[start of GIVEN DATA]
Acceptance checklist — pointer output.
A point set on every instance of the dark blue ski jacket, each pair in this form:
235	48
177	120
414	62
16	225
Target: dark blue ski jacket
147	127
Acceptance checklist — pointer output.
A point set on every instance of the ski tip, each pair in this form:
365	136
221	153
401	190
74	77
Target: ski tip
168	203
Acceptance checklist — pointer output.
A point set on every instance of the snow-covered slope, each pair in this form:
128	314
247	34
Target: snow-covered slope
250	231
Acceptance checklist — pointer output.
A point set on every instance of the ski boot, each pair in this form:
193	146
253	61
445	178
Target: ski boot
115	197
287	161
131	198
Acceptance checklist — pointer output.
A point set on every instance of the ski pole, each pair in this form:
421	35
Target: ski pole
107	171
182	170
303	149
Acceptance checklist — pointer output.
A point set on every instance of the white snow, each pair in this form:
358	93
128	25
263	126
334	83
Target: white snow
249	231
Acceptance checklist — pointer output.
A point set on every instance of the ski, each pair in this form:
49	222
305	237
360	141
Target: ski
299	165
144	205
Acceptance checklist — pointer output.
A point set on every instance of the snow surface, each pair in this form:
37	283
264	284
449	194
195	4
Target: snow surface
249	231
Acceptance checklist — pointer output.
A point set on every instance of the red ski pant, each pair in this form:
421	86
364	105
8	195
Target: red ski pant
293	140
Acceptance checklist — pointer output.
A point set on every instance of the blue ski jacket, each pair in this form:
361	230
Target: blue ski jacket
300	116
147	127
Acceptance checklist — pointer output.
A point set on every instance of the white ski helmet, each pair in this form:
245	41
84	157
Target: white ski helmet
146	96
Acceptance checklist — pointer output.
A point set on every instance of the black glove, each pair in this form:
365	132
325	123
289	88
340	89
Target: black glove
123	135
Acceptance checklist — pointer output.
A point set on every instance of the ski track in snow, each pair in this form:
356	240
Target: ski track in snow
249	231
[end of GIVEN DATA]
All of the data must be returned exactly.

Acceptance checklist — pointer output.
A point set on every instance of the dark blue ski jacket, each pair in this form:
235	48
177	120
414	62
16	225
Target: dark blue ski jacket
147	127
Acceptance checklist — pointer output.
A point set on every instance of the ski tip, each pair in this form:
365	136
221	153
401	190
74	77
Target: ski tip
168	203
Acceptance checklist — pointer output.
A point set on every instance of the snow-covered slope, each pair in this form:
128	314
247	34
Target: snow-covered slope
250	231
Acceptance checklist — pointer output.
A point set on every instance of the ski boot, each pair in this form:
193	146
253	61
445	178
Target: ski boot
115	197
287	161
131	198
Acceptance checklist — pointer output.
A point set on every instance of the ski pole, each pair in this form:
421	35
Target: ski pole
107	171
182	170
303	149
Acceptance checklist — pointer output.
A point set on every instance of the white snow, each pair in this form:
358	93
128	25
263	126
334	83
Target: white snow
249	231
Acceptance checklist — pointer output.
A point set on every instance of the ski, each pair in this form:
49	222
305	237
360	141
Target: ski
299	165
144	205
Acceptance checklist — pointer output.
A point set on every instance of the snow surface, each pair in this form:
37	283
264	284
449	194
195	4
Target: snow surface
249	231
Acceptance checklist — pointer output.
A point set on every instance of the red ski pant, each pair in this form:
421	86
364	105
8	195
Target: red ski pant
293	140
Acceptance checklist — pointer output.
A point set on every instance of the blue ski jacket, each pair in this form:
361	230
Target: blue ski jacket
300	116
147	127
Acceptance checklist — pointer output.
A point set on every instance of the white ski helmet, each pair in this form:
245	41
84	157
Target: white ski helmet
146	96
Acceptance checklist — pointer output.
A point set on every instance of the black glove, each pair in this form:
365	132
325	123
289	88
340	89
Target: black glove
123	135
Acceptance checklist — pointer output.
A point set on every instance of the ski track in snow, each pair in this form:
356	240
Target: ski track in snow
249	231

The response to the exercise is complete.